→ What is expected:
Write out each of the rows below word for word, with nothing changed.

→ Working data:
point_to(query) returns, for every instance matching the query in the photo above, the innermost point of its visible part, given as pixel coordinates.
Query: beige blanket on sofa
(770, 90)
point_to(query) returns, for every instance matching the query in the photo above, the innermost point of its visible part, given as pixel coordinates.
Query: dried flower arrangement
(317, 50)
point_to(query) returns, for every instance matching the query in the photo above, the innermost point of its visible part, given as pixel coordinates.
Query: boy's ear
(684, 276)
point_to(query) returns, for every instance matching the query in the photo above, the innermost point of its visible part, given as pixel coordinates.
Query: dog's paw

→ Solution to the exercise:
point_to(query) returns, for every instance matching the query in the photo above, the innermost point of its visible part, given as pixel coordinates.
Query: beige blanket on sofa
(770, 90)
point_to(query) returns, for every instance matching the query in the photo above, the innermost point of its visible part, given as pixel coordinates.
Query: dried flower arrangement
(317, 50)
point_to(query) returns, for every instance matching the query in the photo above, the innermost point of its visible part, given as pixel coordinates.
Query: boy's ear
(684, 276)
point_to(query) returns, for every instance matching the query in the photo above, the innermost point of its visible part, given as pixel coordinates.
Query: dog's paw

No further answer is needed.